### Consegna esercizio A
Secondo l'articolo sul mausoleo di Lenin, quale organismo aveva lanciato l'idea di indire un "concorso di idee" sulla futura destinazione del mausoleo?

### Blocco di testo
06/10/2020
Russia - I pigmei della chiesa ortodossa tentano di esorcizzare Lenin
Il mausoleo di Lenin sulla Piazza Rossa continua a non far dormire liberali e bacchettoni. Il tema è stantio. Ha perso di mordente. Bisogna escogitare sempre nuove trovate per tenerlo a galla.
Ogni tanto, quando comincia a perdere di sapore, si aggiunge olio nuovo al barattolo dei peperoncini, e così si va avanti ancora un po’. Arriva però il momento in cui si devono cambiare proprio i peperoncini.
Così con il mausoleo. Da qualche decennio, ex “comunisti”, beghini ortodossi, “democratici” delle più varie sfumature, chiedono che il corpo di Lenin – “la mummia”, come sono usi dire, credendo così, non pronunciandone il nome, di poter esorcizzare le proprie perenni paure – venga tolto dal mausoleo e messo sottoterra da qualche parte, secondo la tradizione della chiesa ortodossa.
Ora, però, questo non basta più; si deve proprio rinnovare l’intera “confezione”. La soluzione migliore, sarebbe ovviamente quella di rivendicare il ripristino della situazione architettonica ante-1924; anzi, ante-1917: le mura del Cremlino che fanno da sfondo a file di chioschi, banchi, gazebo, come moderna riedizione dei mercati sulla piazza Rossa nel XVII secolo.
Peccato che il complesso, insieme alla necropoli coi resti dei combattenti della rivoluzione d’Ottobre, sia patrimonio dell’Unesco e non si possa toccare. Ma l’Unesco non impedisce comunque che, chiunque lo desideri, ci faccia un pensierino.
E allora ecco che l’Unione degli architetti, meno di un mese fa, aveva lanciato l’idea, poi rientrata, di indire un “concorso di idee”, come quelli che vanno di moda anche tra le nostre amministrazioni comunali, sulla futura destinazione del mausoleo che, disgraziatamente per loro, deve rimanere al proprio posto.
Manco a dirlo, l’eventuale destinazione, diversa dall’attuale, prevederebbe la sepoltura del corpo di Lenin e la trasformazione della struttura, qualificata, bontà loro, quale “indiscusso capolavoro architettonico”, in museo, filiale dell’esistente museo “Aleksej Ščusev”, l’architetto che realizzò il mausoleo.
Calato il silenzio per qualche settimana, ecco che anche il metropolita Ilarion, a capo del Dipartimento sinodale per le relazioni esterne ecclesiastiche, gioca a chi la spara più grossa: dopo la sepoltura del corpo di Lenin, ha biascicato in diretta tv, e “io non ho dubbi che prima o poi, quando l’ideologia comunista sarà ‘sprofondata nel passato’, il corpo di questa persona verrà sepolto”, bisognerà trasformare il mausoleo in “museo delle repressioni di massa”.

### Consegna esercizio B
Riscrivi come elenco numerato le righe dei record comprese tra quella che contiene "Task: for the roadway count, mark the black tire" e la fine dei record, estremi inclusi, tralasciando le righe vuote.

### Estratti dei record
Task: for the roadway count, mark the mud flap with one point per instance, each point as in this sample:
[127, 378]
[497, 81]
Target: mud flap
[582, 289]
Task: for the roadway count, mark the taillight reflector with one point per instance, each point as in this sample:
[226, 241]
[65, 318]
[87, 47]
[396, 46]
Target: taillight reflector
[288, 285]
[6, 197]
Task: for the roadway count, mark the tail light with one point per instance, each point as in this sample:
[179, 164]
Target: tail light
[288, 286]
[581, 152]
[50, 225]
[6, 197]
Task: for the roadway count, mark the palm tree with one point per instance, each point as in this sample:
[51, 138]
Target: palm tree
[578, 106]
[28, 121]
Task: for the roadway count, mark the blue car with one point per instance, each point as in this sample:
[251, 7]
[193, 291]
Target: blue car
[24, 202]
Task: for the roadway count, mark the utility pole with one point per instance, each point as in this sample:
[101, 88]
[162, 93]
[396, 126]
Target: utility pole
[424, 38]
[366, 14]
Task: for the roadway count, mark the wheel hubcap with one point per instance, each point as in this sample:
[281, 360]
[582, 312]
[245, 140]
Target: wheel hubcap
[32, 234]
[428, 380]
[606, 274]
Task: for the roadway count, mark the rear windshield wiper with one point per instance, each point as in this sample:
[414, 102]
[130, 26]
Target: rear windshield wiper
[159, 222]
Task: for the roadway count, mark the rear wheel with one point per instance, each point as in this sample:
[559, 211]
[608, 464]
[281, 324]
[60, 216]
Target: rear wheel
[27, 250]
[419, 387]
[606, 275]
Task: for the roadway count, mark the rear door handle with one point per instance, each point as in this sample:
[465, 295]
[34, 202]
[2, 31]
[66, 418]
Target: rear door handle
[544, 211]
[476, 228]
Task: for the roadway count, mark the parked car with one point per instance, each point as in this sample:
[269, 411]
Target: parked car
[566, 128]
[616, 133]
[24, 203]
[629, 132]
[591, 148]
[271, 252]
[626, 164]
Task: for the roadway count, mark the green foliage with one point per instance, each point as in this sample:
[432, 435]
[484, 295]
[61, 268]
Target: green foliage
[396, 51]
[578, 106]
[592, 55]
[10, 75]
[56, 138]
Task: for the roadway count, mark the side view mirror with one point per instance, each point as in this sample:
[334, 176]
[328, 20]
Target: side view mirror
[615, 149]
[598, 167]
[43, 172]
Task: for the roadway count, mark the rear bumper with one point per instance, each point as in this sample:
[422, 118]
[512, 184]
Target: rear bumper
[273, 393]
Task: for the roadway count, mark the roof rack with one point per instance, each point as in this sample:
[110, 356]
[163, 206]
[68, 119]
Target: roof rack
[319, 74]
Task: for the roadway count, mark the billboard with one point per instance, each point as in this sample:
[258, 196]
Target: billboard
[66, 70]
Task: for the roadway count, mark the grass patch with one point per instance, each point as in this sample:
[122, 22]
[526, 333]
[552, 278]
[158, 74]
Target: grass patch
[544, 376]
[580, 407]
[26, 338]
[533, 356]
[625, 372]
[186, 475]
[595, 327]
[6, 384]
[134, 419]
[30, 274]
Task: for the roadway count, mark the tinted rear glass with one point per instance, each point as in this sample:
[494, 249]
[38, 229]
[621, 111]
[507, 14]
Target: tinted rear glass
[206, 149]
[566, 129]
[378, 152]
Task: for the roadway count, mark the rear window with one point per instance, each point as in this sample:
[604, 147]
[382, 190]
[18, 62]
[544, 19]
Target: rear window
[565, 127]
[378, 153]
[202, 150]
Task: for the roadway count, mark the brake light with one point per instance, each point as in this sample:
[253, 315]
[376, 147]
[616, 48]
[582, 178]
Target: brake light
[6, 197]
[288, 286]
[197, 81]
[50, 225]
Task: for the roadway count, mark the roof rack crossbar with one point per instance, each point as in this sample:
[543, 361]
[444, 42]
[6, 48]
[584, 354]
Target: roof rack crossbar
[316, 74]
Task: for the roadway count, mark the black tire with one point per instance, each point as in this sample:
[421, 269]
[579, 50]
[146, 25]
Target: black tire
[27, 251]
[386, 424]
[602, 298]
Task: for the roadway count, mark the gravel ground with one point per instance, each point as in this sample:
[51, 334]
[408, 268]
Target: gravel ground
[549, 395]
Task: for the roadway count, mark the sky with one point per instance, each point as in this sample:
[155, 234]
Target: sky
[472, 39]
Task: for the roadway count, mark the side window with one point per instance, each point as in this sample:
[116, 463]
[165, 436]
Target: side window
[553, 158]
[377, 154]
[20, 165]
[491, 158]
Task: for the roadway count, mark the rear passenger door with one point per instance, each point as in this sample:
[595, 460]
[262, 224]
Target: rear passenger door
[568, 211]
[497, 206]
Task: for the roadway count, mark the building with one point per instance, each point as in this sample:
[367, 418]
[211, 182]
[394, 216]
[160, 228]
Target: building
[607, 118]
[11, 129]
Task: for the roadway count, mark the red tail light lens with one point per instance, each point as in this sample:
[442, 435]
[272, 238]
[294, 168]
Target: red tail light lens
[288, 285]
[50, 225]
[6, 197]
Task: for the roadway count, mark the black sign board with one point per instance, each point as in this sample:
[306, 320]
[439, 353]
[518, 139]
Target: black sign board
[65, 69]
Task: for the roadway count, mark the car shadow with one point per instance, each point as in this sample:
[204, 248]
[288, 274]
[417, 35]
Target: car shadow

### Risposta scritta A
L'Unione degli architetti.

### Risposta scritta B
1. Task: for the roadway count, mark the black tire with one point per instance, each point as in this sample:
2. [421, 269]
3. [579, 50]
4. [146, 25]
5. Target: black tire
6. [27, 251]
7. [386, 424]
8. [602, 298]
9. Task: for the roadway count, mark the gravel ground with one point per instance, each point as in this sample:
10. [51, 334]
11. [408, 268]
12. Target: gravel ground
13. [549, 395]
14. Task: for the roadway count, mark the sky with one point per instance, each point as in this sample:
15. [155, 234]
16. Target: sky
17. [472, 39]
18. Task: for the roadway count, mark the side window with one point per instance, each point as in this sample:
19. [116, 463]
20. [165, 436]
21. Target: side window
22. [553, 158]
23. [377, 154]
24. [20, 165]
25. [491, 158]
26. Task: for the roadway count, mark the rear passenger door with one point per instance, each point as in this sample:
27. [595, 460]
28. [262, 224]
29. Target: rear passenger door
30. [568, 211]
31. [497, 206]
32. Task: for the roadway count, mark the building with one point per instance, each point as in this sample:
33. [367, 418]
34. [211, 182]
35. [394, 216]
36. [160, 228]
37. Target: building
38. [607, 118]
39. [11, 129]
40. Task: for the roadway count, mark the red tail light lens with one point per instance, each point as in this sample:
41. [442, 435]
42. [272, 238]
43. [294, 168]
44. Target: red tail light lens
45. [288, 285]
46. [50, 225]
47. [6, 197]
48. Task: for the roadway count, mark the black sign board with one point per instance, each point as in this sample:
49. [306, 320]
50. [439, 353]
51. [518, 139]
52. Target: black sign board
53. [65, 69]
54. Task: for the roadway count, mark the car shadow with one point per instance, each point as in this sample:
55. [204, 248]
56. [288, 274]
57. [417, 35]
58. Target: car shadow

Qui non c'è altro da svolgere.